─── Text ───

A key pillar in the organization of French cyber capabilities is a governance model that separates offensive missions and capabilities from defensive missions and capabilities (Desforges Citation2022; Liebetrau Citation2022). This was recently recalled, and contrasted with the Anglo-Saxon model, in the landmark 2018 Cyber ​​Defense Strategic Review, drawn up under the authority of the General Secretariat for Defense and National Security (SGDSN). As part of this clarification, the strategic review formalizes four operational cyber chains and consolidates their governance. These are protection, military action, intelligence, and judicial investigation (Secrétariat général de la défense et de la sécurité nationale Citation2018, 5–6). In the following, the three first of these are deployed as starting points for examining the organization of French cyber capabilities.

The cornerstone of French cyber defense is The National Cybersecurity Agency (ANSSI). It is placed under the SGDSN and is responsible for the protection chain. The responsibilities of the agency include coordinating of the national cyber defense strategy, protecting state information networks,Footnote10 regulating critical infrastructure and the private sector, certifying products, and hosting the national Computing Emergency Response Team. The ANSSI is organizationally separated from the intelligence and military branch of French cybersecurity.

It has been more than a decade since France made cyberwar a national security priority and mandated the development of defensive and offensive cyber capabilities (Commission du Livre blanc sur la défense et la sécurité nationale Citation2008). The depiction of cyberspace as a warfighting domain contributed to developing the role of the French Ministry of the Armed Forces in cybersecurity matters. With the 2013 military programming law, the French defense saw the establishment of the first real operational cyber defense chain (Géry Citation2020). In 2017 it became the cyber defense command (COMCYBER) and was placed directly under the chief of staff of the armed force. The COMCYBER is responsible for the military action chain. This includes protecting the information systems of the defense and for developing, coordinating, and deploying military cyber operations.

The deployment of cyber capabilities has a long history with the French foreign intelligence service The General Directorate for External Security (DGSE) (Guédard Citation2020). The DGSE is the largest French intelligence service in terms of workforce. In recent years, the DGSE has become more open about its work, but it remains a very secretive service (Chopin Citation2017: 546). The intelligence chain of the strategic review stresses the possibility for the implementation of offensive cyber capabilities (Secrétariat général de la défense et de la sécurité nationale Citation2018, 5–6). DGSE is the most important service in this regard. Yet, the review does not elaborate on when, how, or in collaboration with whom. According to Stéphane Taillat (Citation2019), a significant part of offensive cyber operations is the responsibility of the DGSE and lies outside of the French military cyber strategy.

───

Objective -
Answer these from the text on French cyber capabilities:
(a) Which agency is responsible for the protection chain?
(b) In what year did the operational cyber defense chain become the cyber defense command?
(c) Which French intelligence service is the largest in terms of workforce?
The material that follows has nothing to do with the text on French cyber capabilities.

─── Source material ───

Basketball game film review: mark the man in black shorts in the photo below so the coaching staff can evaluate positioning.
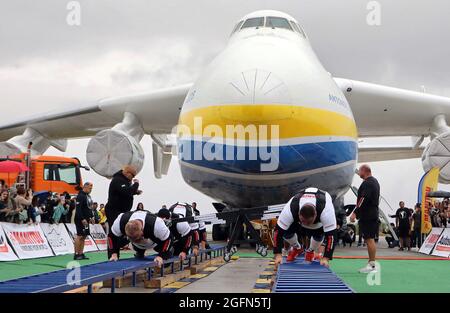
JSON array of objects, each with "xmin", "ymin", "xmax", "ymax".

───

Task answer -
(a) The National Cybersecurity Agency (ANSSI)
(b) 2017
(c) The General Directorate for External Security (DGSE)